Start of Data entries

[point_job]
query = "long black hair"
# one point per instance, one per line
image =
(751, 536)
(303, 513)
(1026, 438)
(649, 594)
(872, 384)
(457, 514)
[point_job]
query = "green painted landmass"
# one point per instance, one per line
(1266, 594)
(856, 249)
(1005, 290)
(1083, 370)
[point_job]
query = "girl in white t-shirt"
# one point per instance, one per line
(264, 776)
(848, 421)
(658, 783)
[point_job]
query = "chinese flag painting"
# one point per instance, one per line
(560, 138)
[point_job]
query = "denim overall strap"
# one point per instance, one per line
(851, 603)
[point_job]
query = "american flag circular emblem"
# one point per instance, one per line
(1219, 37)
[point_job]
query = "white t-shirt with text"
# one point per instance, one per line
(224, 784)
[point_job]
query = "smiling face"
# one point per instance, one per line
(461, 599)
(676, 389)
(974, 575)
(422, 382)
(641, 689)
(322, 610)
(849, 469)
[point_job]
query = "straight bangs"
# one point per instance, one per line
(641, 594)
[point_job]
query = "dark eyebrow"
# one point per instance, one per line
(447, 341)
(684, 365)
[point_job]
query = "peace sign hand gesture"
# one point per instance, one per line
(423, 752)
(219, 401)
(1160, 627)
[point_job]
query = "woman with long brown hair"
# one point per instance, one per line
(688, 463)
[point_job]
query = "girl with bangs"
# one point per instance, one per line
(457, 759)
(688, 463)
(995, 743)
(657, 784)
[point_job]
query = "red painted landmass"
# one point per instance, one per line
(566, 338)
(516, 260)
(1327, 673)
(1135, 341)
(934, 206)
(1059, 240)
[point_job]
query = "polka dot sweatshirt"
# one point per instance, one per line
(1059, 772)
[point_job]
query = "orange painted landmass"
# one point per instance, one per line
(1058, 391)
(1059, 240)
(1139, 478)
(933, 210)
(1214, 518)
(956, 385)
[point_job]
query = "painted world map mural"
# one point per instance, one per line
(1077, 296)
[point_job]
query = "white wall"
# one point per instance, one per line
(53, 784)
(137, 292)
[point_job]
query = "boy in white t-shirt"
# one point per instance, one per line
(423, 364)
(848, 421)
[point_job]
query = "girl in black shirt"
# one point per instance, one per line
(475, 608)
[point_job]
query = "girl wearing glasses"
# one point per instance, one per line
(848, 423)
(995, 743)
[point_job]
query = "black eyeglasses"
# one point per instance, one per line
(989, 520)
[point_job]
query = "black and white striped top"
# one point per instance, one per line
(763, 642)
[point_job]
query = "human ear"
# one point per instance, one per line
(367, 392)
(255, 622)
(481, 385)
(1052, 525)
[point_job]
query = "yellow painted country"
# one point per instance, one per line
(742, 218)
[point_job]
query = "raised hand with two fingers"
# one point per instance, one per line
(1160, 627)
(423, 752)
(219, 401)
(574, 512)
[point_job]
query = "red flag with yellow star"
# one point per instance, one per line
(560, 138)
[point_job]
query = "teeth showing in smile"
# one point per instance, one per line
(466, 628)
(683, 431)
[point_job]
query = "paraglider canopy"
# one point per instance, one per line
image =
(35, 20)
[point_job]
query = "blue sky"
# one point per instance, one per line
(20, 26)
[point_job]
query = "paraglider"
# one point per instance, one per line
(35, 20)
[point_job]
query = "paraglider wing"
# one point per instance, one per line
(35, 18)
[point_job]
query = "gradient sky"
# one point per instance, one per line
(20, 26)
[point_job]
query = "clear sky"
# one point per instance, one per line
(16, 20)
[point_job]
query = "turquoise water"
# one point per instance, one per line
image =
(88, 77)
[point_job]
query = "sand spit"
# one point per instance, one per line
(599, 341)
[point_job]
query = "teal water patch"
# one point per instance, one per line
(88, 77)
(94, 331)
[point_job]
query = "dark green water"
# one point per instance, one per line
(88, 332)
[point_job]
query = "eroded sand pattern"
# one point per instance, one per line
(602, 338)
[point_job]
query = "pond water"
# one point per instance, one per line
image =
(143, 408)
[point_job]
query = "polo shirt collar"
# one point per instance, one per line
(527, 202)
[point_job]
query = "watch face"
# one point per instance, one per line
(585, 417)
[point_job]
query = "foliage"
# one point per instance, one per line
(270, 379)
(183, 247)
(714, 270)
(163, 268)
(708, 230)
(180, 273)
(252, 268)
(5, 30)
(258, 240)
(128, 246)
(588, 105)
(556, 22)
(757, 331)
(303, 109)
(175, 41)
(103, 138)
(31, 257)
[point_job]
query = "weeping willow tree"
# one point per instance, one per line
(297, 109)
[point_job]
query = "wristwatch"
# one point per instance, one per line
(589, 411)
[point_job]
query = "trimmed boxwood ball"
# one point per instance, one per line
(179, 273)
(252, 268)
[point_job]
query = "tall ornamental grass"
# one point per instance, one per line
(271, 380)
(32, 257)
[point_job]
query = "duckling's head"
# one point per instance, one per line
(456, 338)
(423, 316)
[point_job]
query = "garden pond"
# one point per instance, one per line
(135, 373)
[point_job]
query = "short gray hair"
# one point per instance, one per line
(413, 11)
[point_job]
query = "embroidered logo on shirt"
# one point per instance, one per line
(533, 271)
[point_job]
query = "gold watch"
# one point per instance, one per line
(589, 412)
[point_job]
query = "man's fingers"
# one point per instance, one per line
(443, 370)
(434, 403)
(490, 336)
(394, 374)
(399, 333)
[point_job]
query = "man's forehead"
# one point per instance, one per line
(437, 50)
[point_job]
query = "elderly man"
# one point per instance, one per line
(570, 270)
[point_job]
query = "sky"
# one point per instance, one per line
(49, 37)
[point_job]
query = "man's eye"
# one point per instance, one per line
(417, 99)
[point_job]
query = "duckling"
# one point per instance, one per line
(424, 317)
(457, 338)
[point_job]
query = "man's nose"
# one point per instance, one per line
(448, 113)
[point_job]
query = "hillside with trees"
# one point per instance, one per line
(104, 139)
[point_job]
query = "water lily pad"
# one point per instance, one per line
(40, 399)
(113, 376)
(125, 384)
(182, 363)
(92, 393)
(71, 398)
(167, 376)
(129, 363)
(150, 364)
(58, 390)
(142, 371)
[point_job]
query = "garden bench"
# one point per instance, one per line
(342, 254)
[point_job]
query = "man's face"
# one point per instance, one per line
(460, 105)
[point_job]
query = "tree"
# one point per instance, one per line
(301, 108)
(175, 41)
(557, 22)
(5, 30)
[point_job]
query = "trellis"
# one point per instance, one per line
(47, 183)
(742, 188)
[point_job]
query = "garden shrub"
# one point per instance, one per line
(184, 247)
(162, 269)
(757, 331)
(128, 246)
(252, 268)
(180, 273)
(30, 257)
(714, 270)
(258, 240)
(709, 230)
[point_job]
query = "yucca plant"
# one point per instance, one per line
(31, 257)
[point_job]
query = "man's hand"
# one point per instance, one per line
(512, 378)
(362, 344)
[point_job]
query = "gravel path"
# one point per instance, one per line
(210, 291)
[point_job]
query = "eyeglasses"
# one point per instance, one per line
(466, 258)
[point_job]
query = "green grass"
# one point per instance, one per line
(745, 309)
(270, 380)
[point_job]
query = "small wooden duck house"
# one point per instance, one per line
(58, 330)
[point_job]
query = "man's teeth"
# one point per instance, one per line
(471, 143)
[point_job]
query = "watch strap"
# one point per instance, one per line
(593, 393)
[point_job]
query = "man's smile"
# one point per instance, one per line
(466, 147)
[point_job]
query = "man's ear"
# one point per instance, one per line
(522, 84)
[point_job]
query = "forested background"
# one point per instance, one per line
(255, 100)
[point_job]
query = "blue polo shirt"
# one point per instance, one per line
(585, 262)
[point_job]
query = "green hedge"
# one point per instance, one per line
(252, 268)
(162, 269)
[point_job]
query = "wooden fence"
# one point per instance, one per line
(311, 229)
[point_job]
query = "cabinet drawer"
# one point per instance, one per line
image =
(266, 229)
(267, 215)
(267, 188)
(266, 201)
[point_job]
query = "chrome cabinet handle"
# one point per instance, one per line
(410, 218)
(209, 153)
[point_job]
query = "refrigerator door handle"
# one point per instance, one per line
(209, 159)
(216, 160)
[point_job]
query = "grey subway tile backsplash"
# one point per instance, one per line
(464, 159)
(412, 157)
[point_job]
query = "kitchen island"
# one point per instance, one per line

End of Data entries

Return each line of the entries above that contains the word "cabinet".

query = "cabinet drawer"
query = "chrome cabinet handle"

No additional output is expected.